> [DATA]:
>>

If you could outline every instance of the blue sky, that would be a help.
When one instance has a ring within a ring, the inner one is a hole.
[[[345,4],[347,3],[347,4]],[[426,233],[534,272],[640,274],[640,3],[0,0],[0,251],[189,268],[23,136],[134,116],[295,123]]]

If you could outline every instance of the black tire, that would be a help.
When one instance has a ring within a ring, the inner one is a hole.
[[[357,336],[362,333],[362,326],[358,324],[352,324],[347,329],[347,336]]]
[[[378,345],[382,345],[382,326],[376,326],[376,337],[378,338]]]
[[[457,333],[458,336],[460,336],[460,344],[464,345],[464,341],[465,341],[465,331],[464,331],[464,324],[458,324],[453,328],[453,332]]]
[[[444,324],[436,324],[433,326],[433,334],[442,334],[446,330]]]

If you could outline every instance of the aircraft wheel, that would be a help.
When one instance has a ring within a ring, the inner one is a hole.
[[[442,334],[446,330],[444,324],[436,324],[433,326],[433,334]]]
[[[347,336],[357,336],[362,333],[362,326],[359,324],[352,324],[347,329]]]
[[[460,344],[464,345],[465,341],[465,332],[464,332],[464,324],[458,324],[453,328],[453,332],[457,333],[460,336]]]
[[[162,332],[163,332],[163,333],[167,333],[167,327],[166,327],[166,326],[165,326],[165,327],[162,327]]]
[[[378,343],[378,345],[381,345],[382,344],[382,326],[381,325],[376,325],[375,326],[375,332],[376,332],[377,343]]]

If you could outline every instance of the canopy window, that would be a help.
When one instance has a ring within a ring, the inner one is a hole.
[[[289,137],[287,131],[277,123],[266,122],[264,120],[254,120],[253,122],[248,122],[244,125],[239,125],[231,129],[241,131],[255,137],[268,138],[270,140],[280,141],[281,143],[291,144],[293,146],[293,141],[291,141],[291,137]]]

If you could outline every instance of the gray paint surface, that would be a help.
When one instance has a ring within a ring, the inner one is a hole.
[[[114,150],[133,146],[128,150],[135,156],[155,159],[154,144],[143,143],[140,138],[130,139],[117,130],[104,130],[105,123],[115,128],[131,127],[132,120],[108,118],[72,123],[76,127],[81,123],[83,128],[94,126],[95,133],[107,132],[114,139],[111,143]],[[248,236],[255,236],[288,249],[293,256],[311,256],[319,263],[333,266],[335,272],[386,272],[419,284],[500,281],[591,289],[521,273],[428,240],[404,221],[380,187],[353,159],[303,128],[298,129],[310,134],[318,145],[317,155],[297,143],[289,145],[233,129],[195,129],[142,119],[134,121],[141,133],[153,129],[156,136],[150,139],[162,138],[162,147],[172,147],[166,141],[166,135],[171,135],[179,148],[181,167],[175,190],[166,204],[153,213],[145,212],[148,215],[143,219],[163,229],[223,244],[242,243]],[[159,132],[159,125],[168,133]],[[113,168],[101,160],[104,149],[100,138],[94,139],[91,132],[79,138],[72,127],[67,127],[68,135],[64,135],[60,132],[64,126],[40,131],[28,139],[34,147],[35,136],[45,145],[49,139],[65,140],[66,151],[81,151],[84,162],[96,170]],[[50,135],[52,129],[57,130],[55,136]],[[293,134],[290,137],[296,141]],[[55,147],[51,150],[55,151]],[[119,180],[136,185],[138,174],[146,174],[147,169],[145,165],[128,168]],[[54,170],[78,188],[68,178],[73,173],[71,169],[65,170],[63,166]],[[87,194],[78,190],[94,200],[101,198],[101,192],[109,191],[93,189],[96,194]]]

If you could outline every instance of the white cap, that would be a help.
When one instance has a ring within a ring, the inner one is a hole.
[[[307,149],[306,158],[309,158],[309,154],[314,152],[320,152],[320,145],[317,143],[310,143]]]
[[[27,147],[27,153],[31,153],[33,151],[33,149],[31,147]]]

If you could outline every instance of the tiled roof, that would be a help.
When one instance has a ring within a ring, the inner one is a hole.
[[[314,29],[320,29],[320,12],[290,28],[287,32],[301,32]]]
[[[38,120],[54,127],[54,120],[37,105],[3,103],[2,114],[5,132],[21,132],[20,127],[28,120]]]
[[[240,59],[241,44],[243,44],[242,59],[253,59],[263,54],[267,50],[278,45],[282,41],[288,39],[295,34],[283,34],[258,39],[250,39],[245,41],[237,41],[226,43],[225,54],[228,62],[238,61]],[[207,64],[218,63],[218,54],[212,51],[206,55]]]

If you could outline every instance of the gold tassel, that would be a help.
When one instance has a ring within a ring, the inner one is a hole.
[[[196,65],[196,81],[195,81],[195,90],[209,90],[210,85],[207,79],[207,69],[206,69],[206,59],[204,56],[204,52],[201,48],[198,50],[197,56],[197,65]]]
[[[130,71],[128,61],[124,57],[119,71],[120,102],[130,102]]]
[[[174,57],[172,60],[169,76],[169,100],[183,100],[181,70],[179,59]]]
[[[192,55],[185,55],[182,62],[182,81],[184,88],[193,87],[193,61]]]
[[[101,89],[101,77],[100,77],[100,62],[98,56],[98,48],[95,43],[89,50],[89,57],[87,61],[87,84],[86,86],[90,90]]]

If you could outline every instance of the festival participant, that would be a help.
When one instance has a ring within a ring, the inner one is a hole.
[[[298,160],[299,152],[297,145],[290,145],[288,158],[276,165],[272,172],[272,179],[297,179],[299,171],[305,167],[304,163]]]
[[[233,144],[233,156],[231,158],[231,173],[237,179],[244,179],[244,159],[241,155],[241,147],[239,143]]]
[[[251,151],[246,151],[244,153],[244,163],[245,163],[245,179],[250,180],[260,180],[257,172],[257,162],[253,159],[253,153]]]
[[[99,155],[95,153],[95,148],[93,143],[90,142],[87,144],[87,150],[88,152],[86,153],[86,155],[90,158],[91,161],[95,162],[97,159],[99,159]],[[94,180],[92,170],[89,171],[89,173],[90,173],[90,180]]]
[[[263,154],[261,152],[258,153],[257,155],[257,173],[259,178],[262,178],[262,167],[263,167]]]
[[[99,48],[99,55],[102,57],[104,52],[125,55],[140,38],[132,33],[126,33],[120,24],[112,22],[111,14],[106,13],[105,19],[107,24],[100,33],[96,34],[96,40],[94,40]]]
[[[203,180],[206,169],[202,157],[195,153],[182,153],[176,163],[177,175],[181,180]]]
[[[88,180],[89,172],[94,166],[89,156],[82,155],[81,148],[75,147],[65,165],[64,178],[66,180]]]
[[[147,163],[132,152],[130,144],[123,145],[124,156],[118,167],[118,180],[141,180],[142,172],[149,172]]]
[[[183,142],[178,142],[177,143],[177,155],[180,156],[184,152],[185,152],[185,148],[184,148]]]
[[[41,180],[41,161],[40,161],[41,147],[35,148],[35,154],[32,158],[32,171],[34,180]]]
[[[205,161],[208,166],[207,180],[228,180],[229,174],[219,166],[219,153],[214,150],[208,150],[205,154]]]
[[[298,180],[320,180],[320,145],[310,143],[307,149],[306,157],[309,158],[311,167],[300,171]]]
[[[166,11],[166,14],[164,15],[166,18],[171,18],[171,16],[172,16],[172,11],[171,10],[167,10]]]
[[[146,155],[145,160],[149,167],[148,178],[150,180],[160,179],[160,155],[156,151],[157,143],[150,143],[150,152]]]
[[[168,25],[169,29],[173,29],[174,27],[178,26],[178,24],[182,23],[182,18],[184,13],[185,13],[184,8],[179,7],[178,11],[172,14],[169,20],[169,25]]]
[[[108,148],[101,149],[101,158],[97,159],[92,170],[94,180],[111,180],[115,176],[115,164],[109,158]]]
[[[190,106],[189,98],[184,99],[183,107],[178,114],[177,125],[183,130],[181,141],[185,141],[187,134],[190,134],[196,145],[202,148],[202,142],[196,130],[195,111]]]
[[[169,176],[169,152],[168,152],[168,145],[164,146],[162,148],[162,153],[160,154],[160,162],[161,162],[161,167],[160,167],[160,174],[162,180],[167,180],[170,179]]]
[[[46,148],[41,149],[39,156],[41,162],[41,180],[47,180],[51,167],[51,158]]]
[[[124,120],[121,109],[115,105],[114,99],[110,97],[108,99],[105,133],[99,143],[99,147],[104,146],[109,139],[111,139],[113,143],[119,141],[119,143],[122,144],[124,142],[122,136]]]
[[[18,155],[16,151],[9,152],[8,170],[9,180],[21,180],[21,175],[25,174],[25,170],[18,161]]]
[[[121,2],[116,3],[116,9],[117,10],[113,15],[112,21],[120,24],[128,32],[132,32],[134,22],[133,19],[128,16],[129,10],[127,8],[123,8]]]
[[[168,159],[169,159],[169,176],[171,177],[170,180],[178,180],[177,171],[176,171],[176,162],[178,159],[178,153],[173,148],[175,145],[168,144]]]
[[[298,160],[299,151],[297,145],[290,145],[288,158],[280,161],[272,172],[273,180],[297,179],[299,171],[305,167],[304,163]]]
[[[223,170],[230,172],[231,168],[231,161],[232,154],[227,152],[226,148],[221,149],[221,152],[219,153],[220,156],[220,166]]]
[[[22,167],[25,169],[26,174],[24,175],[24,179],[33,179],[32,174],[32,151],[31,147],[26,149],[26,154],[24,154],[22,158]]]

<<

> [EXERCISE]:
Transcribe, please, every line from the first line of the listing above through the line with "If you could outline every instance of the gray". Keep both ends and nothing else.

> [WRITTEN SOLUTION]:
If you could outline every instance of the blue sky, that would be a help.
When one instance has a ring within a ring, the inner one is a hole.
[[[345,4],[347,3],[347,4]],[[426,233],[534,272],[640,274],[640,3],[0,0],[0,251],[189,268],[23,136],[134,116],[295,123]]]

If you could outline every instance of the black tire, that would be a help.
When one instance has a ring within a ring, the inner one is a hole.
[[[357,336],[362,333],[362,326],[358,324],[352,324],[347,329],[347,336]]]
[[[378,345],[382,345],[382,326],[376,326],[376,337],[378,338]]]
[[[457,333],[458,336],[460,336],[460,344],[464,345],[464,341],[465,341],[465,331],[464,331],[464,324],[458,324],[453,328],[453,332]]]
[[[444,324],[436,324],[433,326],[433,334],[442,334],[446,330]]]

If you could outline every instance of the aircraft wheel, that would be a help.
When one instance has a ring within a ring, the inner one is a hole.
[[[442,334],[446,330],[444,324],[436,324],[433,326],[433,334]]]
[[[347,336],[357,336],[362,333],[362,326],[359,324],[352,324],[347,329]]]
[[[460,344],[464,345],[465,341],[465,332],[464,332],[464,324],[458,324],[453,328],[453,332],[457,333],[460,336]]]
[[[162,332],[163,332],[163,333],[167,333],[167,327],[166,327],[166,326],[165,326],[165,327],[162,327]]]
[[[378,343],[378,345],[381,345],[382,344],[382,326],[381,325],[376,325],[375,326],[375,332],[376,332],[377,343]]]

If you could outline every instance of the canopy window, that would be a help.
When one instance has a ring within a ring, the inner one is a hole.
[[[289,137],[287,131],[277,123],[266,122],[264,120],[254,120],[253,122],[248,122],[244,125],[239,125],[231,129],[241,131],[255,137],[268,138],[270,140],[280,141],[281,143],[291,144],[293,146],[293,141],[291,141],[291,137]]]

If you could outline every instance of the gray paint surface, that would be a help.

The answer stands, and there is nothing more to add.